Problem to solve –
Rewrite the stretch of the Game Night review from "To enlist John" through "as serious directors.", swapping "high-concept thriller comedy" for "high-concept action comedy".

Provided passage –
================================

Review by Reid Ramsey
**Spoiler warning**
For the past few decades, the greatest Iranian filmmakers have mined the gray area between reality and fiction in film to make grand statements about film and humanity. Whether it’s Abbas Kiarostami retelling a court case using the real life players as his actors in Close-Up (1990) or Jafar Panahi’s The Mirror (1997) where the young actress at the center of the narrative decides halfway through to quit the film and the remainder shifts into a documentary following her as she leads Panahi and his crew through the streets of Tehran, these Iranian filmmakers breached meta boundaries of film until they broke so they could decipher a puzzle-piece of the human condition.
To enlist John Francis Daley (Freaks and Geeks) and Jonathan Goldstein (Vacation) alongside the greats of Iranian cinema would be a mistake, but with Game Night (2018), their endeavor into high-concept thriller comedy, they make a case for themselves as serious directors.
Game Night exists in the space between the real and unreal, and this space is precisely where it mines its thrills and its major laughs. A group of childless adults get together every week for a game night led by Max and Annie (Jason Bateman and Rachel McAdams respectively), featuring snacks, beer, and charades. On the urging of Max’s rich and successful pretty-boy brother Brooks (Kyle Chandler), they decide to up the stakes. Brooks hires a company to run their game night in which one of the players will be kidnapped and must be rescued by the other players. The players quickly realize that something is off though. The movie throws them into a game night where half the guns are real, half the bullets are blanks, charades prevents death, and the game is never decidedly over, even when it hasn’t started yet.

================================

Data records –
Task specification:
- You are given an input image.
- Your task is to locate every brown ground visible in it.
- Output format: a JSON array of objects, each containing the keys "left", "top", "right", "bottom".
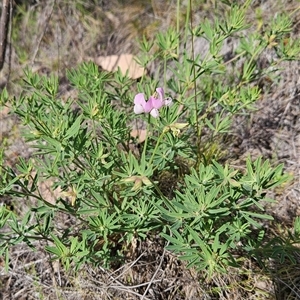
[{"left": 0, "top": 0, "right": 300, "bottom": 300}]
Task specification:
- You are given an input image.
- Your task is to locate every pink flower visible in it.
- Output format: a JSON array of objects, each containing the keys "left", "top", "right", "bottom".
[{"left": 133, "top": 87, "right": 172, "bottom": 118}]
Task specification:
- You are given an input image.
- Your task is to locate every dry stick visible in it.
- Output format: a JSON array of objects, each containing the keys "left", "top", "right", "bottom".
[
  {"left": 31, "top": 0, "right": 56, "bottom": 65},
  {"left": 0, "top": 0, "right": 11, "bottom": 71}
]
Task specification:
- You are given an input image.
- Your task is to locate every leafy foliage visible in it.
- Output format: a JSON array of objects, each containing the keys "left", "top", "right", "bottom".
[{"left": 0, "top": 1, "right": 299, "bottom": 276}]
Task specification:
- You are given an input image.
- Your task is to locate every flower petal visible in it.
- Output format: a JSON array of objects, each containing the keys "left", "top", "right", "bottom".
[
  {"left": 148, "top": 96, "right": 164, "bottom": 109},
  {"left": 144, "top": 97, "right": 154, "bottom": 113},
  {"left": 134, "top": 93, "right": 146, "bottom": 106},
  {"left": 156, "top": 87, "right": 165, "bottom": 101},
  {"left": 164, "top": 97, "right": 173, "bottom": 106},
  {"left": 150, "top": 108, "right": 159, "bottom": 118},
  {"left": 133, "top": 104, "right": 145, "bottom": 115}
]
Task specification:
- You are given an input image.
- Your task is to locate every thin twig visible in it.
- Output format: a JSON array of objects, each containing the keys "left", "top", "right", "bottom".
[{"left": 0, "top": 0, "right": 11, "bottom": 70}]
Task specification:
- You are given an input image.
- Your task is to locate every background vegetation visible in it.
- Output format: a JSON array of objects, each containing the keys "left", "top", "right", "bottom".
[{"left": 0, "top": 1, "right": 300, "bottom": 299}]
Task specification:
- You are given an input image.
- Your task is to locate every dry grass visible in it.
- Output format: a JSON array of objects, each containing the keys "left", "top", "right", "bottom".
[{"left": 0, "top": 0, "right": 300, "bottom": 300}]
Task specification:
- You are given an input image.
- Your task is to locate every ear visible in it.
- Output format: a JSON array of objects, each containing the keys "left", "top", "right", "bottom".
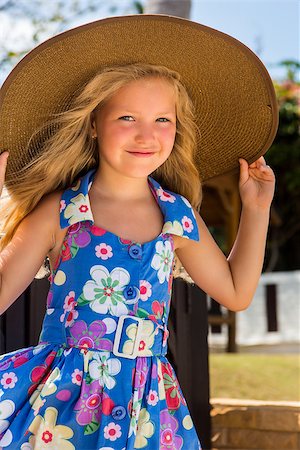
[{"left": 91, "top": 111, "right": 97, "bottom": 136}]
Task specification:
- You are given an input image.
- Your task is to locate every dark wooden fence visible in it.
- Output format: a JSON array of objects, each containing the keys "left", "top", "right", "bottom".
[{"left": 0, "top": 279, "right": 211, "bottom": 450}]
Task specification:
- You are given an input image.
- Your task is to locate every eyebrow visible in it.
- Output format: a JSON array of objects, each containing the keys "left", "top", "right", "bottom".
[{"left": 113, "top": 106, "right": 176, "bottom": 116}]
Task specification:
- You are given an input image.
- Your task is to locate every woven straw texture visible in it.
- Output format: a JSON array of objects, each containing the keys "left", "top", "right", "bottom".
[{"left": 0, "top": 15, "right": 278, "bottom": 186}]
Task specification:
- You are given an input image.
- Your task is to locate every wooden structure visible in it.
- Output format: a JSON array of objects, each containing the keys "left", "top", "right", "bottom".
[
  {"left": 0, "top": 176, "right": 240, "bottom": 450},
  {"left": 0, "top": 279, "right": 210, "bottom": 449},
  {"left": 201, "top": 174, "right": 241, "bottom": 352}
]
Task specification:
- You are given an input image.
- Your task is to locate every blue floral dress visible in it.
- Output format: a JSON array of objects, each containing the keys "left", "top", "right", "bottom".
[{"left": 0, "top": 171, "right": 200, "bottom": 450}]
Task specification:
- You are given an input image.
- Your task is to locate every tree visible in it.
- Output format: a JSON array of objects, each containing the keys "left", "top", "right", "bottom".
[
  {"left": 0, "top": 0, "right": 143, "bottom": 80},
  {"left": 266, "top": 61, "right": 300, "bottom": 271}
]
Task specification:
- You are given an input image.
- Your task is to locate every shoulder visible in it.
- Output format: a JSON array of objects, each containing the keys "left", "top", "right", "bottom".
[
  {"left": 151, "top": 179, "right": 199, "bottom": 243},
  {"left": 23, "top": 191, "right": 62, "bottom": 248}
]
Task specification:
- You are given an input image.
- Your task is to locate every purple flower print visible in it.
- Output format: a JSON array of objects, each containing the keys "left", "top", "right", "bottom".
[
  {"left": 67, "top": 320, "right": 113, "bottom": 352},
  {"left": 74, "top": 381, "right": 102, "bottom": 431},
  {"left": 159, "top": 409, "right": 183, "bottom": 450}
]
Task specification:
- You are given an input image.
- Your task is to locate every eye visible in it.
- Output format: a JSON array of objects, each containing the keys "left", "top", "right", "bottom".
[{"left": 119, "top": 116, "right": 134, "bottom": 122}]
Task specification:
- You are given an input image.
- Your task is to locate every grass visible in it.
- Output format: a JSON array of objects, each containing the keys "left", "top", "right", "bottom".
[{"left": 209, "top": 353, "right": 300, "bottom": 401}]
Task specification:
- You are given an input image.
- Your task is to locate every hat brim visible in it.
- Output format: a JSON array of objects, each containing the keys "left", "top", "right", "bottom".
[{"left": 0, "top": 15, "right": 278, "bottom": 186}]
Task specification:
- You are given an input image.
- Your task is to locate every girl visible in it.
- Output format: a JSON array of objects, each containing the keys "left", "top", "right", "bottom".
[{"left": 0, "top": 17, "right": 274, "bottom": 450}]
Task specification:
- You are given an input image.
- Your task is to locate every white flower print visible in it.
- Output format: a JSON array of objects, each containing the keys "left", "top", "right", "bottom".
[
  {"left": 181, "top": 216, "right": 194, "bottom": 233},
  {"left": 1, "top": 372, "right": 18, "bottom": 389},
  {"left": 83, "top": 266, "right": 130, "bottom": 317},
  {"left": 156, "top": 187, "right": 176, "bottom": 203},
  {"left": 89, "top": 352, "right": 121, "bottom": 389},
  {"left": 64, "top": 194, "right": 92, "bottom": 225},
  {"left": 180, "top": 195, "right": 192, "bottom": 209},
  {"left": 0, "top": 400, "right": 16, "bottom": 448},
  {"left": 151, "top": 241, "right": 173, "bottom": 284},
  {"left": 147, "top": 390, "right": 158, "bottom": 406},
  {"left": 140, "top": 280, "right": 152, "bottom": 302},
  {"left": 162, "top": 220, "right": 183, "bottom": 236},
  {"left": 72, "top": 369, "right": 83, "bottom": 386},
  {"left": 95, "top": 242, "right": 113, "bottom": 260}
]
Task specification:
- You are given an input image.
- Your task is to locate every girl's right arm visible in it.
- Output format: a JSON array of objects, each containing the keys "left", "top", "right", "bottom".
[{"left": 0, "top": 153, "right": 59, "bottom": 315}]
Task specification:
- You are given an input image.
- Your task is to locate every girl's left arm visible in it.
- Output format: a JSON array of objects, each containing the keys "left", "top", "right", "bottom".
[{"left": 176, "top": 157, "right": 275, "bottom": 311}]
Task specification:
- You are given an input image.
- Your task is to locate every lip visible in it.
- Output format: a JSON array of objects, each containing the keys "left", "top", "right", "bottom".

================================

Reply to the exercise –
To enlist John Francis Daley (Freaks and Geeks) and Jonathan Goldstein (Vacation) alongside the greats of Iranian cinema would be a mistake, but with Game Night (2018), their endeavor into high-concept action comedy, they make a case for themselves as serious directors.